[[ Records supplied open ]]
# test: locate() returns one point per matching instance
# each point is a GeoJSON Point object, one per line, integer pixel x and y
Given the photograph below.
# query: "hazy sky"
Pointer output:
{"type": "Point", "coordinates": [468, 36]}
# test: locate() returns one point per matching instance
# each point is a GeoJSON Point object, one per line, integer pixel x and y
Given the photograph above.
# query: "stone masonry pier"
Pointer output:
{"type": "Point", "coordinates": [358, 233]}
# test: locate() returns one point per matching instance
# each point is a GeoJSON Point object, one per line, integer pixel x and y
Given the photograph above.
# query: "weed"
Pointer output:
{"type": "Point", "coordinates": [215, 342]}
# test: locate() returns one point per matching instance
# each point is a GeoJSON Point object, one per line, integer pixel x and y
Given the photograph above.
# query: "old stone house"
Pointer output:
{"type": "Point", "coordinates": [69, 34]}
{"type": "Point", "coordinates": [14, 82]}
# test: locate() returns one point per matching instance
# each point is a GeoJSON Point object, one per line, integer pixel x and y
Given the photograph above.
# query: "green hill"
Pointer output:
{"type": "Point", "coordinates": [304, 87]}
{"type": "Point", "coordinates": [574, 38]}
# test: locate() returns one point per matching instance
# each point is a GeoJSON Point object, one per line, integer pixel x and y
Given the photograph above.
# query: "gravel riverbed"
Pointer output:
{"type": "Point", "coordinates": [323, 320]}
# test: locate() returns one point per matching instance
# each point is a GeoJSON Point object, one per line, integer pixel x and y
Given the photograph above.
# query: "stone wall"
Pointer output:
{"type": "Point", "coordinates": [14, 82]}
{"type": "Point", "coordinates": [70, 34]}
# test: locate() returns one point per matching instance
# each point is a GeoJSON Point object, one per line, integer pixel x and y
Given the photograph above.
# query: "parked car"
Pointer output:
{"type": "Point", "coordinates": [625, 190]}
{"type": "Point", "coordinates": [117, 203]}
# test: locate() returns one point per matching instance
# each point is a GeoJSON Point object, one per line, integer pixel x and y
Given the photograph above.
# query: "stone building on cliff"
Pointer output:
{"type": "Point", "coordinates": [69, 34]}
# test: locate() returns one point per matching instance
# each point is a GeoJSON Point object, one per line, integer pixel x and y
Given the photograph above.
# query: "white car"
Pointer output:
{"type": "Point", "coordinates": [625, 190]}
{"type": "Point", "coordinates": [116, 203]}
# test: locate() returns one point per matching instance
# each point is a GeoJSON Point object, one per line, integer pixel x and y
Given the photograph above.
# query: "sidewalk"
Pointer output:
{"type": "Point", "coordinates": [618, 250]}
[[ Records supplied closed ]]
*Work instructions:*
Please give the entries above again in full, exactly as written.

*Exercise answer:*
# test: locate() returns one point per matching instance
# each point is a GeoJSON Point object, one per line, integer pixel x and y
Given the photograph below.
# query: "hazy sky"
Pointer output:
{"type": "Point", "coordinates": [468, 36]}
# test: locate() returns one point per matching instance
# each point is a GeoJSON Point object, one per line, integer pixel x and y
Given the photograph above.
# query: "stone masonry pier"
Pointer output:
{"type": "Point", "coordinates": [358, 233]}
# test: locate() returns one point per matching instance
# each point is a GeoJSON Point object, one per line, integer pixel x and y
Given the photograph above.
# query: "weed"
Pointer output:
{"type": "Point", "coordinates": [215, 342]}
# test: locate() returns one point per matching instance
# each point is a GeoJSON Point object, one per line, integer pixel x and y
Given the photograph above.
# query: "old stone house"
Pointer output:
{"type": "Point", "coordinates": [69, 34]}
{"type": "Point", "coordinates": [14, 82]}
# test: locate() returns one point per matching instance
# each point is a GeoJSON Point object, one per line, integer pixel x and y
Given the photograph above.
# query: "green hill"
Pointer output:
{"type": "Point", "coordinates": [304, 87]}
{"type": "Point", "coordinates": [574, 38]}
# test: locate() returns one point per matching instance
# each point is a GeoJSON Point object, one per line, integer pixel x and y
Given the photograph above.
# query: "gravel riverbed"
Pointer output:
{"type": "Point", "coordinates": [323, 320]}
# test: locate() returns one point per matching instance
# each point is a GeoJSON Point object, one per line, integer pixel x and y
Given the photograph above.
# query: "stone wall"
Pointer output:
{"type": "Point", "coordinates": [14, 82]}
{"type": "Point", "coordinates": [70, 34]}
# test: locate() returns one point per matching instance
# each point is a GeoJSON Point object, one per line, integer pixel x and y
Given the photograph above.
# query: "parked car"
Pointer output:
{"type": "Point", "coordinates": [625, 190]}
{"type": "Point", "coordinates": [117, 203]}
# test: locate() returns one point per matching instance
# each point is a GeoJSON Point object, one per line, integer pixel x and y
Given the photograph above.
# query: "stone building on cliff"
Pointer output:
{"type": "Point", "coordinates": [69, 34]}
# test: locate() returns one point per matching instance
# each point is a GeoJSON Point object, one per line, integer pixel x and y
Given the photograph above.
# query: "white car"
Pointer output:
{"type": "Point", "coordinates": [625, 190]}
{"type": "Point", "coordinates": [116, 203]}
# test: locate() returns one point per matching instance
# each point is a GeoJSON Point object, one per line, integer pixel x and y
Given the photograph above.
# query: "sidewalk"
Pointer output:
{"type": "Point", "coordinates": [618, 250]}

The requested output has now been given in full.